The etiology of the competing event is investigated using the cause-specific hazard function to analyze the direct association of treatment with the instantaneous hazard of the event47. Many kinds of literature on competing risk also mentioned risk-specific latent times and their association with a single cause-specific hazard, eliminating the other competing risk59. This assumption calls for the in-dependency concept of competing risk events, which is beyond the scope of the article.

When we focus our interest on the course of the disease with composite endpoints, MSM becomes very useful to explain the structure. However, the study plan is always exigent. The available approaches are listed in a few literature60. A practical application of clinical trials with diabetes patients is documented in the literature by Schulgen for sample size selection61. The appropriate size of the sample plays a vital role in the analysis of clinical data. However, such data like MSM mostly suffers from censoring of individuals. There is a sample number of individuals whose death status is censored in the dataset. However, in reality, those individuals might die due to both cancerous and non-cancerous reasons. To update the censored information, this article uses the PSM technique to update the dataset and bifurcate them into both competing events. By doing so, we have also updated the sample size in both wings of competing risk events, thereby making the analysis more meaningful. A simulation study has been carried out with simulated data for a better understanding of the impact of competing risks on the survival and efficacy of the PSM method. Similarly, the application of simulation techniques to empirical data can be seen for complex endpoint structures62. Extending the methodologies of the current research to accommodate the semi-competing risks setup would be interesting. Censored information updating using propensity score is a topic that will be investigated further in the future.

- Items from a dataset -
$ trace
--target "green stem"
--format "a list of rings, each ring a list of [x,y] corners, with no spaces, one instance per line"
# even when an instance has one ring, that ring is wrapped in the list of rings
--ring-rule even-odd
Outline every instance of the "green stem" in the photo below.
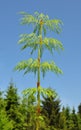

- Task instructions -
1. In the passage on competing risks, whose work documents a practical application of clinical trials with diabetes patients for sample size selection?
2. Write out the part of the competing-risks passage that begins with the words "The etiology of" and ends after "of the article.".

- Task answers -
1. Schulgen's work documents it.

2.
The etiology of the competing event is investigated using the cause-specific hazard function to analyze the direct association of treatment with the instantaneous hazard of the event47. Many kinds of literature on competing risk also mentioned risk-specific latent times and their association with a single cause-specific hazard, eliminating the other competing risk59. This assumption calls for the in-dependency concept of competing risk events, which is beyond the scope of the article.